(DIRECTIONS FOR THIS TASK): Write out every single entry exactly.

Collected data entries
* Start *

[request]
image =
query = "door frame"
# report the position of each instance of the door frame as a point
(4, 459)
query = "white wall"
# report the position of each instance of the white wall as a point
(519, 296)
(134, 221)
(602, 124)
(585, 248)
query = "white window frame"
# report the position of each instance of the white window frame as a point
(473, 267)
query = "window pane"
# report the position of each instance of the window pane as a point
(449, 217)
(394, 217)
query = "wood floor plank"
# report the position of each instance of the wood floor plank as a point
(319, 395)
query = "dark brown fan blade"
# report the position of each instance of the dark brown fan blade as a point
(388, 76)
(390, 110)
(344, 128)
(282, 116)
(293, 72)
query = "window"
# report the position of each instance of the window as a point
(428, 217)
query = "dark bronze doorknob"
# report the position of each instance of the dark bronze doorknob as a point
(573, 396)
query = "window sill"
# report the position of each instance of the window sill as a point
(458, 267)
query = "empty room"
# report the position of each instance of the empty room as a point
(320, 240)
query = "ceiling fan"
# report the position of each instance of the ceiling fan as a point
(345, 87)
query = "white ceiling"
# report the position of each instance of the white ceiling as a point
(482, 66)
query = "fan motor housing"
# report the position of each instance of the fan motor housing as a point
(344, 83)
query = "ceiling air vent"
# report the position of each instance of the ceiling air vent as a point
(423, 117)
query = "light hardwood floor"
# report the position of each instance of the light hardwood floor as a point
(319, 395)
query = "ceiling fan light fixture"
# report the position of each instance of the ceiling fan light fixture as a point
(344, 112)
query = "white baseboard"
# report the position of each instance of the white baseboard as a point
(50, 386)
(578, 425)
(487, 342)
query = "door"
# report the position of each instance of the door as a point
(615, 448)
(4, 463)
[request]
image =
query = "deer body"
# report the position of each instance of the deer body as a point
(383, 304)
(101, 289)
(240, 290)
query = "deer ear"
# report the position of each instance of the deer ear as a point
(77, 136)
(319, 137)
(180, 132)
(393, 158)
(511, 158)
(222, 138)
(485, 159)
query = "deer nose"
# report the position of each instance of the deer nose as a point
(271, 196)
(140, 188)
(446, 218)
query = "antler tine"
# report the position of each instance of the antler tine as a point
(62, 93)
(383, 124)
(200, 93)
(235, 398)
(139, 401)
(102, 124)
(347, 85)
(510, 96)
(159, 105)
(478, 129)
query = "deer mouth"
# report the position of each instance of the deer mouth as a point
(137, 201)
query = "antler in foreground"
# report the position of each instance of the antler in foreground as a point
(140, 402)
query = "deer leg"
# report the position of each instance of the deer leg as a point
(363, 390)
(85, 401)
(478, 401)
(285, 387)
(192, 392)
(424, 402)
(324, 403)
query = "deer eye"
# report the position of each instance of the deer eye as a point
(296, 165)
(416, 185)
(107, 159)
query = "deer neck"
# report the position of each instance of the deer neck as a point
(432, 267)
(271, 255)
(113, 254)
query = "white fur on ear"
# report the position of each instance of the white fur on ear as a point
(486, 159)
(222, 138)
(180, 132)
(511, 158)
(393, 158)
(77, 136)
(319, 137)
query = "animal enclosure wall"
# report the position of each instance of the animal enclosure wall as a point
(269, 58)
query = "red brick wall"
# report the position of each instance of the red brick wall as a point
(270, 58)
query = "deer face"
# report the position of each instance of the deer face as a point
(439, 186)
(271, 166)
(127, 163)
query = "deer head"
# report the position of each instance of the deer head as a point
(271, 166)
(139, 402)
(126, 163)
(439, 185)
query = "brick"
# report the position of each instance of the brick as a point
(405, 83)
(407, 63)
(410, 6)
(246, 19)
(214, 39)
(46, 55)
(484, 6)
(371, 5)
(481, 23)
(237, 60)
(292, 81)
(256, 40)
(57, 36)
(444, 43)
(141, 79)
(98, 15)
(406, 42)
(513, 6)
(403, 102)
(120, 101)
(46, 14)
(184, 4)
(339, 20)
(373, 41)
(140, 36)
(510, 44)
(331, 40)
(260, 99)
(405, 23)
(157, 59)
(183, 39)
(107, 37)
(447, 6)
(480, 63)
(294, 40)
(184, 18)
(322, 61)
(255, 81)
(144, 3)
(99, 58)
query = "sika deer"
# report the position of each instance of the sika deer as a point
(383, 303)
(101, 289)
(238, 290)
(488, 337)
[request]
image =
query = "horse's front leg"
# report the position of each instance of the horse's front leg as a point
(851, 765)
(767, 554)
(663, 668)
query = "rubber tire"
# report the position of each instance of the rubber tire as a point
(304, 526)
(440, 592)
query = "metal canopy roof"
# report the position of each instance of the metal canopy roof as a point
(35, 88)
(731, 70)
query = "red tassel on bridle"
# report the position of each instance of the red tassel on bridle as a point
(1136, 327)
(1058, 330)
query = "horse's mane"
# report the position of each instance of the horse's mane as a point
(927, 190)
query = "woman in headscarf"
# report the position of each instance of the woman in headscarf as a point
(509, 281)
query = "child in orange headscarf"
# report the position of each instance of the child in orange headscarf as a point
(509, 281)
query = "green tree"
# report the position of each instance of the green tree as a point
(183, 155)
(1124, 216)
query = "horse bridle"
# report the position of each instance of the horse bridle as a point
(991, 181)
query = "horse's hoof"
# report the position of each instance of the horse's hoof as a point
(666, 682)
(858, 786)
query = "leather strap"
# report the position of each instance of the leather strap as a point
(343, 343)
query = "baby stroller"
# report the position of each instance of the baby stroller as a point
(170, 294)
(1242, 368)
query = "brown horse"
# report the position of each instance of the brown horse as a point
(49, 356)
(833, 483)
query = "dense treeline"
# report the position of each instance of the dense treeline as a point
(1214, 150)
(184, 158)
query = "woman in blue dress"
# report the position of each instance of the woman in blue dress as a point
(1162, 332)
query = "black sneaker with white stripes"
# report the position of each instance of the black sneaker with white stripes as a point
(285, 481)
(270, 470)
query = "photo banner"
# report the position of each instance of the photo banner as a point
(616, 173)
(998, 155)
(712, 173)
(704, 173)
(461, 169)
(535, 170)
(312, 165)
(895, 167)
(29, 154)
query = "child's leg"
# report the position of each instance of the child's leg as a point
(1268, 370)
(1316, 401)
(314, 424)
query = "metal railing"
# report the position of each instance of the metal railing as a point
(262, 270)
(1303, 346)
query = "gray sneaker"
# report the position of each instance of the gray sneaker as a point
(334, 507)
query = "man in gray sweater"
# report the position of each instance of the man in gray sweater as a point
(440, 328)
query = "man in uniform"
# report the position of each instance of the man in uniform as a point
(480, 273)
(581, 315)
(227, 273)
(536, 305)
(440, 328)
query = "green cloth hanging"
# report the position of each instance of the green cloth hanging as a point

* End *

(RESULT OF THE EXERCISE):
[request]
image =
query = "door frame"
# report the position of each instance of the door frame as a point
(4, 459)
query = "white wall"
# report the position of each instance of the white wall as a point
(519, 296)
(134, 221)
(602, 124)
(585, 248)
query = "white window frame"
# report the position of each instance of the white window frame as a point
(473, 267)
query = "window pane"
# report the position of each instance of the window pane as a point
(449, 217)
(394, 217)
query = "wood floor plank"
# report the position of each instance of the wood floor plank as a point
(319, 395)
query = "dark brown fan blade"
# report the position of each instance of the dark brown fan blade as a point
(388, 76)
(390, 110)
(344, 128)
(282, 116)
(293, 72)
query = "window"
# report the position of each instance of the window as a point
(428, 217)
query = "dark bronze doorknob"
# report the position of each instance of the dark bronze doorknob as a point
(573, 396)
query = "window sill"
# report the position of each instance of the window sill as a point
(458, 267)
query = "empty room"
# report the position of each instance of the empty room as a point
(320, 240)
query = "ceiling fan"
# report the position of each instance of the ceiling fan as a point
(345, 87)
query = "white ceiling"
# report the position of each instance of the white ceiling as a point
(482, 66)
query = "fan motor housing"
# report the position of each instance of the fan motor housing as a point
(344, 83)
query = "ceiling air vent"
# report the position of each instance of the ceiling air vent as a point
(423, 117)
query = "light hardwood floor"
# report the position of each instance of the light hardwood floor as a point
(319, 395)
query = "ceiling fan light fixture"
# report the position of each instance of the ceiling fan light fixture as a point
(344, 112)
query = "white baseboard"
# report the position of each instance of the white baseboard as a point
(50, 386)
(578, 425)
(487, 342)
query = "door"
# report the position of each instance of the door as a point
(615, 448)
(4, 463)
[request]
image =
query = "deer body"
# report the position of each instance of the deer body as a point
(383, 304)
(101, 289)
(240, 290)
query = "deer ear"
# report the position of each instance of the deer ear as a point
(77, 136)
(319, 137)
(180, 132)
(393, 158)
(511, 158)
(222, 138)
(485, 159)
query = "deer nose"
# report the position of each instance of the deer nose as a point
(271, 196)
(140, 188)
(446, 218)
query = "antler tine"
# report the position of each instance of the antler tine as a point
(62, 93)
(383, 124)
(200, 93)
(235, 398)
(139, 401)
(102, 124)
(347, 85)
(510, 96)
(159, 105)
(478, 129)
query = "deer mouth"
# report the position of each instance of the deer mouth as a point
(137, 201)
query = "antler in foreground"
# report the position of each instance of the antler in foreground as a point
(140, 402)
query = "deer leg"
# report the position of each instance of the deer leg as a point
(363, 390)
(85, 401)
(478, 401)
(285, 387)
(192, 392)
(424, 402)
(324, 403)
query = "deer eye"
# report the position of each instance of the deer eye as a point
(296, 165)
(416, 185)
(107, 159)
query = "deer neck"
# report the position of each instance of the deer neck as a point
(432, 267)
(271, 255)
(113, 254)
query = "white fur on ear"
# report the position of each instance of the white fur on ear as a point
(486, 159)
(222, 138)
(180, 132)
(511, 158)
(393, 158)
(77, 136)
(319, 137)
query = "animal enclosure wall"
# report the position of each instance of the animal enclosure wall as a point
(269, 58)
query = "red brick wall"
# report the position of each instance of the red brick wall as a point
(270, 58)
query = "deer face"
# report the position of each instance of the deer face as a point
(439, 186)
(271, 166)
(127, 163)
query = "deer head"
# report the position of each instance of the deer head as a point
(271, 166)
(139, 402)
(126, 163)
(439, 185)
query = "brick"
# report the position of each instance of the brick as a point
(405, 83)
(407, 63)
(410, 6)
(246, 19)
(214, 39)
(46, 55)
(484, 6)
(371, 5)
(481, 23)
(237, 60)
(292, 81)
(256, 40)
(57, 36)
(444, 43)
(141, 79)
(98, 15)
(406, 42)
(513, 6)
(403, 102)
(120, 101)
(46, 14)
(184, 4)
(339, 20)
(373, 41)
(140, 36)
(510, 44)
(331, 40)
(260, 99)
(405, 23)
(157, 59)
(183, 39)
(107, 37)
(447, 6)
(480, 63)
(294, 40)
(184, 18)
(322, 61)
(255, 81)
(144, 3)
(99, 58)
query = "sika deer"
# report the position of each instance of the sika deer as a point
(383, 303)
(101, 289)
(238, 290)
(488, 337)
[request]
image =
query = "horse's front leg"
# report the position of each instance of the horse's front leg as a point
(851, 765)
(767, 554)
(663, 668)
query = "rubber tire"
# report the position of each instance of the rubber tire as a point
(304, 526)
(440, 592)
query = "metal canopy roof"
# report the position of each instance of the metal canopy roof as a point
(35, 88)
(731, 70)
query = "red tassel on bridle"
# report the position of each instance of the red tassel on bridle as a point
(1136, 327)
(1058, 330)
query = "horse's mane"
# report the position of each instance of the horse's mane as a point
(927, 190)
query = "woman in headscarf"
# report the position of each instance of the woman in headscarf as a point
(509, 281)
query = "child in orange headscarf"
# report the position of each instance of the child in orange headscarf as a point
(509, 281)
query = "green tree"
# report the position of each instance of the green tree as a point
(183, 155)
(1124, 216)
query = "horse bridle"
# report the position of each instance of the horse bridle as a point
(991, 181)
query = "horse's hoof"
# report the position of each instance of the horse's hoof as a point
(666, 682)
(858, 786)
query = "leather strap"
# report the position of each instance of the leather strap as a point
(343, 343)
query = "baby stroller"
# report the position of each instance of the baby stroller as a point
(170, 294)
(1242, 368)
query = "brown horse"
# report the position of each instance of the brown horse as a point
(49, 356)
(833, 483)
query = "dense treeline"
# report the position of each instance of the dense treeline as a point
(1214, 150)
(184, 158)
query = "woman in blue dress"
# report the position of each instance of the woman in blue dress as a point
(1162, 332)
query = "black sneaker with white stripes"
# report the position of each instance of the black sneaker with white stripes as a point
(285, 481)
(270, 470)
query = "photo banner"
# report the position of each instance of the photo banner as a point
(616, 173)
(998, 155)
(712, 173)
(704, 173)
(461, 169)
(535, 170)
(312, 165)
(895, 167)
(29, 154)
query = "child's leg"
# report the position of each instance of the child's leg as a point
(1268, 370)
(1316, 401)
(314, 424)
query = "metal railing"
# report the position of each instance of the metal railing as a point
(262, 270)
(1303, 346)
query = "gray sneaker"
# report the position of each instance of the gray sneaker as a point
(334, 507)
query = "man in gray sweater"
# report the position of each instance of the man in gray sweater as a point
(440, 328)
query = "man in uniform"
# report the position of each instance of the man in uniform as a point
(480, 273)
(581, 315)
(227, 273)
(536, 305)
(440, 328)
query = "green cloth hanging"
# report the position of each instance of the green cloth hanging as a point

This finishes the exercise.